## TEXT FOR ANALYSIS
Nevertheless, scientists have made great progress over the past few years in developing artificial nanomotors and Wang's review specifically summarizes the advances made with chemically powered catalytic nanowires. He describes the vision of applying them for demanding activities, and discusses the challenges facing the realization of such operations. In particular, he addresses several key questions related to the development
of synthetic nanomotors:
Can we transform the basic principles of biomotors for designing powerful man-made nanomachines?
Can artificial nanomotors compete with biological motors?
In what environments can they function? What fuels can they use?
Can synthetic nanomotors be powerful, versatile, and 'smart' enough to perform demanding tasks and complex self-regulating operations?
Can we integrate our nanoengines with more complex architectures, performing multiple functions?
In his review, Wang focuses on the self-propulsion of fuel-driven bimetallic catalytic nanowire motors and then goes on to discuss a path towards autonomous microsystems.
"The greatly improved velocity, motion control, cargo-towing force, and lifetime of modern catalytic nanomotors offer great promise for creating powerful onchip microsystems powered by autonomous transport" he says. "By transporting analytes or cargo without bulk fluid flow, such nanomotors may eliminate the need for external pump or power common to pressure-driven or electrokinetic flow-based microfluidic devices and may address the challenge of fluid transport in nanofluidic systems."
One of the major current limitations of chemically powered catalytic nanomotors is that scientists have managed to operate them only within a very narrow range of environments (low ionic strength aqueous solutions) and limited fuels (hydrogen peroxide, hydrazine). Wang says that this limitation currently precludes many potential applications of artificial nanomotors, particularly biomedical ones. He explains that extending the scope of synthetic nanomotors to diverse operations and wide range of environments would require the identification of new fuel sources and further improvement in the power and efficiency.
Notwithstanding all the impressive progress that has been made in this field, scientists have their work cut out for them – current man-made nanomachines are still primitive compared to their biological counterparts, leaving much room for improvement.
In particular, says Wang, artificial nanomotors lack the sophisticated functionality of biomotors and are limited to a very narrow range of environments and fuels. "Extending the scope of such motors to high ionic strength media is particularly crucial for realizing exciting biomedical opportunities. The energy-conversion efficiency of artificial nanomotors is significantly smaller (by orders of magnitude) than the energy transduction of biomotors. In addition, synthetic nanomotors require further increase in force and versatility, along with substantial size reduction."
Wang and his fellow nanomotorists are optimistic about the great promise offered by catalytic nanomotors: "In the not-so-distant future, we expect to see self-regulated nanomachines delivering drugs or destroying toxic pollutants, motion-based ultrasensitive biosensing of disease markers or chemical agents, or nanorobots cleaning out clogged arteries," he says. "These and other exciting future applications of man-made nanomachines will be limited only by our imagination."

## WORK ITEM
Can you transcribe the passage of the nanomotor review text between "Notwithstanding all the" and "room for improvement.", inclusive?

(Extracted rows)
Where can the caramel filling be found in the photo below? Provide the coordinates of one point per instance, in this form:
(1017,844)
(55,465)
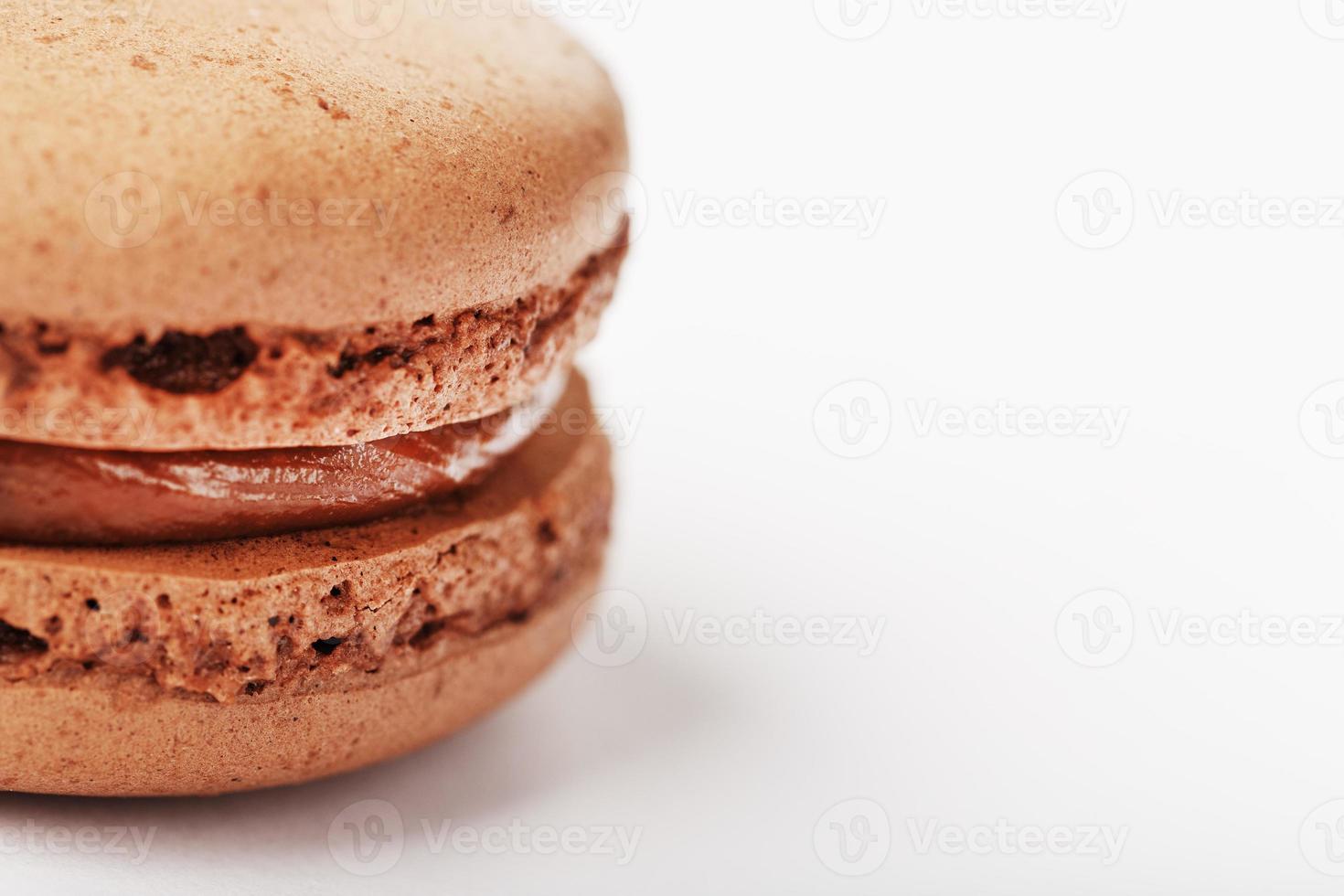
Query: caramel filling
(71,496)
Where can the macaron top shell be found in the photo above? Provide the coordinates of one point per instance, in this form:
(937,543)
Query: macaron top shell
(197,164)
(233,226)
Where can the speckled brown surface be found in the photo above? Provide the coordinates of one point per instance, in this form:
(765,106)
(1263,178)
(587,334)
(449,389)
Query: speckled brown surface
(240,621)
(304,387)
(484,139)
(114,735)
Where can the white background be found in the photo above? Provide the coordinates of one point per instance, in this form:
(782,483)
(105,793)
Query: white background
(980,704)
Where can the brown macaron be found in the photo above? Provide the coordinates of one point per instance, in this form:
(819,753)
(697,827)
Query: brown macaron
(292,306)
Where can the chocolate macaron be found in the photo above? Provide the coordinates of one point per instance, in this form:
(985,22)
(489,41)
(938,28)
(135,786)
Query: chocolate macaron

## FINAL ANSWER
Notwithstanding all the impressive progress that has been made in this field, scientists have their work cut out for them – current man-made nanomachines are still primitive compared to their biological counterparts, leaving much room for improvement.